To be done
Print the entries without any changes, starting at the line that contains "get_bbox(chair backrest)" and ending after the line that contains "[70,160,93,176]", with both of those lines included.

Data shown
══════════════════════════════
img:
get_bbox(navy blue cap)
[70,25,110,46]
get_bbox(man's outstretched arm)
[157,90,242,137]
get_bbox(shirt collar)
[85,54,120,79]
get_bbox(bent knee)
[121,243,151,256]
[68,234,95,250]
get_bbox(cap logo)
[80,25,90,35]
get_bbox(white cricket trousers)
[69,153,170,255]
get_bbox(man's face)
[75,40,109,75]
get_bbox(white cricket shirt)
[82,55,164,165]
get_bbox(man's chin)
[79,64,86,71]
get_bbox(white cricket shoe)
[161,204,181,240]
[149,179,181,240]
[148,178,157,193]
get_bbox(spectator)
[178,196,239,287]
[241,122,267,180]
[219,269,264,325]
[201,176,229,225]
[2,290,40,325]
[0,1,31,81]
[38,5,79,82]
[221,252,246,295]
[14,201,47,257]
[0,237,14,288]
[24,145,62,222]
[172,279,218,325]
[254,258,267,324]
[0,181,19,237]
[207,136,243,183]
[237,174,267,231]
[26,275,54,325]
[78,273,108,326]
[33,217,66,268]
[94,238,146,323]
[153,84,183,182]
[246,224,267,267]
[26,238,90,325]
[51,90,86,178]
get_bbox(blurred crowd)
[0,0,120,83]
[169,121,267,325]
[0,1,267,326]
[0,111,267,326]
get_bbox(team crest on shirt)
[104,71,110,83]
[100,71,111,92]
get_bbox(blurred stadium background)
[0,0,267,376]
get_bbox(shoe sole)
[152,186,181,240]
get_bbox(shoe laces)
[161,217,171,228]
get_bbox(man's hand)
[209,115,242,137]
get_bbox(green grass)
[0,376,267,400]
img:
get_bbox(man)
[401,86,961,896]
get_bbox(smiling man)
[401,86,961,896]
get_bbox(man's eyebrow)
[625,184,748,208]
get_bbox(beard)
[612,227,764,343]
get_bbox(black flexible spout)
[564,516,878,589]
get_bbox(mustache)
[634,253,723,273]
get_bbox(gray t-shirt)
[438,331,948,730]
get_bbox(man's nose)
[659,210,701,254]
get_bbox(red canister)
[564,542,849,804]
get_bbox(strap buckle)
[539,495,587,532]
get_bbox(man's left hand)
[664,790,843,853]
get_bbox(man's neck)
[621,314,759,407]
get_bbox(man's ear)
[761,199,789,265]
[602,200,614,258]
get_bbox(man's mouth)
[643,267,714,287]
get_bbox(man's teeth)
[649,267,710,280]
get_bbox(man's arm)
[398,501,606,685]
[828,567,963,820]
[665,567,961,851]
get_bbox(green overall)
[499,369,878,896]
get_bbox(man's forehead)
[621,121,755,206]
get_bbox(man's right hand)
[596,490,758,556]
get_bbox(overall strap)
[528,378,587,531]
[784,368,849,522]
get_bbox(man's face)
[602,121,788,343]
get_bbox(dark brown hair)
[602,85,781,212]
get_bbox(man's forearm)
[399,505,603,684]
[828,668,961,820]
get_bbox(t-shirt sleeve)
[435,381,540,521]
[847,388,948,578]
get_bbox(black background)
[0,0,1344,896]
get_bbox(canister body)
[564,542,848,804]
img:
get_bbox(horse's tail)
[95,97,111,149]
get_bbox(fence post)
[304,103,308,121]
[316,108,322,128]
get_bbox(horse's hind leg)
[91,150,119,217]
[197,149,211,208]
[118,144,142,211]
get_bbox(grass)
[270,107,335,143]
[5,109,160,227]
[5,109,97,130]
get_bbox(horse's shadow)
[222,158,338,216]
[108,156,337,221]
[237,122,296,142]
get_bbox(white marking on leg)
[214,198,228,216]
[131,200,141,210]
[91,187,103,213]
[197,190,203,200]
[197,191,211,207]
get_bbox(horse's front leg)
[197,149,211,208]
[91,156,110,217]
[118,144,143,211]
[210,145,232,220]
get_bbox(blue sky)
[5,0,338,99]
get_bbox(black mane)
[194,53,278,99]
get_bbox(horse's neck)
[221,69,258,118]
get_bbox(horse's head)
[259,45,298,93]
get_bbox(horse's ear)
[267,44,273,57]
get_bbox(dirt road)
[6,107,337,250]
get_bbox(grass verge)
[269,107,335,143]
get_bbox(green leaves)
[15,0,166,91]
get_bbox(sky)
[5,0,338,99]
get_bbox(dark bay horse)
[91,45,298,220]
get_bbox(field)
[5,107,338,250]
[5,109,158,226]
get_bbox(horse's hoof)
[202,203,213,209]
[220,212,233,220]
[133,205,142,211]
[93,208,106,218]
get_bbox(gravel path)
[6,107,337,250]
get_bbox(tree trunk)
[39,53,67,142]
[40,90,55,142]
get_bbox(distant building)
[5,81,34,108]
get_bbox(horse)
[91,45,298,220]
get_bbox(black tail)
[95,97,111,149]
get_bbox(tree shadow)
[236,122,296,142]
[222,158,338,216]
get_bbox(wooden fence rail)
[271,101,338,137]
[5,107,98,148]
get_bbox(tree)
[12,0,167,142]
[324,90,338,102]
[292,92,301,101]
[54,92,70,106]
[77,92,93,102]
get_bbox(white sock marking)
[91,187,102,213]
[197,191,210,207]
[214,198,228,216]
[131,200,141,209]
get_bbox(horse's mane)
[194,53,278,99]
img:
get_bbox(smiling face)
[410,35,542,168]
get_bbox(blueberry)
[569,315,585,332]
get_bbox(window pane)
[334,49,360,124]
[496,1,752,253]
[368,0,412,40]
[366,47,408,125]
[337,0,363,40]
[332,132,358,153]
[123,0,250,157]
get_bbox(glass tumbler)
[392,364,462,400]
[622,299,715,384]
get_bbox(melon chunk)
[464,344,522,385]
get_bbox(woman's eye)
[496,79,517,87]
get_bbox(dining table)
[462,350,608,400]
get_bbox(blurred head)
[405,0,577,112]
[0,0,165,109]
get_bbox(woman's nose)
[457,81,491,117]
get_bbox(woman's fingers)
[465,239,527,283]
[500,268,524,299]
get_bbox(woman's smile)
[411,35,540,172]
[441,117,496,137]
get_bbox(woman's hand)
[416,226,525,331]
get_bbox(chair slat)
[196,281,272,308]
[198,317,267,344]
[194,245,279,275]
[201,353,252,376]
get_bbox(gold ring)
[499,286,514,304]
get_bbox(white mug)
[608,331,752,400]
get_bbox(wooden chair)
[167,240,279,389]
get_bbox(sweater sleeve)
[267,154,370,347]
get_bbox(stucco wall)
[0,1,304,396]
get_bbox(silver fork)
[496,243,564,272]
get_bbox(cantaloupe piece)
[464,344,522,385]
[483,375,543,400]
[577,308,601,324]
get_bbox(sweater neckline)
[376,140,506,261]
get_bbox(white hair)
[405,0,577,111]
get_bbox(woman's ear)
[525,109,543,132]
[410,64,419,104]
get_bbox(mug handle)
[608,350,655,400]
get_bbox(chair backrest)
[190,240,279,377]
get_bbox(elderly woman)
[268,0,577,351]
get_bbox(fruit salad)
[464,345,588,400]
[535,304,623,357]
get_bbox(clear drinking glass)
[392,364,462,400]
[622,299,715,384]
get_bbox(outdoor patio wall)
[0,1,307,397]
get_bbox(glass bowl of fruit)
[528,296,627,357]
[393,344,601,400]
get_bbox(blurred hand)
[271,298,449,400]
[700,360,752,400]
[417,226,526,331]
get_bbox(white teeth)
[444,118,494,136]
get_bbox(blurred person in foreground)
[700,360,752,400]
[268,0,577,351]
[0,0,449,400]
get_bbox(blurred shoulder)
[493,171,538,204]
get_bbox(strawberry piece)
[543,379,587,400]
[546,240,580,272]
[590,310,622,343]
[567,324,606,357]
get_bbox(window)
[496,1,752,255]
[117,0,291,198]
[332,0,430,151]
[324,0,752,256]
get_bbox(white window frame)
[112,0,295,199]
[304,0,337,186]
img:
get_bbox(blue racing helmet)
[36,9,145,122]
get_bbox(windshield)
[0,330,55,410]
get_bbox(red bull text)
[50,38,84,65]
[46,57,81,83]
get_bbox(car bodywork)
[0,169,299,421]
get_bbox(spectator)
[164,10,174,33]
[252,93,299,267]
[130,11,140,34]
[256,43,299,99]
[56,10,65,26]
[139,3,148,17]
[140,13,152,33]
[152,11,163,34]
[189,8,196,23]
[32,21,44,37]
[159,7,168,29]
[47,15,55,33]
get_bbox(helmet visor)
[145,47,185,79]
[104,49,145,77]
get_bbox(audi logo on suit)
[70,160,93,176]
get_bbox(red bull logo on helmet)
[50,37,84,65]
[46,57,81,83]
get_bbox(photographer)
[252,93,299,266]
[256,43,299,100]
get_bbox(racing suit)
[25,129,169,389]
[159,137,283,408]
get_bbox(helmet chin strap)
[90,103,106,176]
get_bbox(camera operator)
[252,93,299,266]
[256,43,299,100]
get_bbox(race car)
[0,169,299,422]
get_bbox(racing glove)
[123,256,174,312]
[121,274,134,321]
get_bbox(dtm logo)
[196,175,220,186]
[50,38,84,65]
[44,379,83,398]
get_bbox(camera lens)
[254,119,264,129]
══════════════════════════════
Answer to the problem
get_bbox(chair backrest)
[190,240,279,377]
get_bbox(elderly woman)
[268,0,577,351]
get_bbox(fruit salad)
[464,345,588,400]
[535,304,623,357]
get_bbox(clear drinking glass)
[392,364,462,400]
[622,299,715,384]
get_bbox(outdoor patio wall)
[0,1,307,397]
get_bbox(glass bowl of fruit)
[528,296,627,357]
[393,344,601,400]
get_bbox(blurred hand)
[271,298,449,400]
[700,360,752,400]
[417,226,526,331]
get_bbox(white teeth)
[444,118,494,136]
get_bbox(blurred person in foreground)
[700,360,752,400]
[268,0,577,351]
[0,0,449,400]
get_bbox(blurred shoulder)
[493,171,538,204]
get_bbox(strawberry piece)
[543,379,587,400]
[546,240,580,272]
[590,310,622,343]
[567,324,606,357]
get_bbox(window)
[496,1,752,255]
[117,0,291,198]
[332,0,430,151]
[324,0,752,256]
get_bbox(white window frame)
[112,0,295,199]
[304,0,337,186]
img:
get_bbox(blue racing helmet)
[36,9,145,122]
get_bbox(windshield)
[0,330,55,410]
get_bbox(red bull text)
[50,38,84,65]
[46,57,81,83]
get_bbox(car bodywork)
[0,169,299,421]
get_bbox(spectator)
[164,10,174,33]
[252,93,299,267]
[130,11,140,34]
[256,43,299,99]
[56,10,65,26]
[139,3,148,17]
[140,13,152,33]
[152,11,163,34]
[189,8,196,23]
[32,21,44,37]
[159,7,168,29]
[47,15,55,33]
get_bbox(helmet visor)
[145,47,185,79]
[104,49,145,77]
get_bbox(audi logo on suit)
[70,160,93,176]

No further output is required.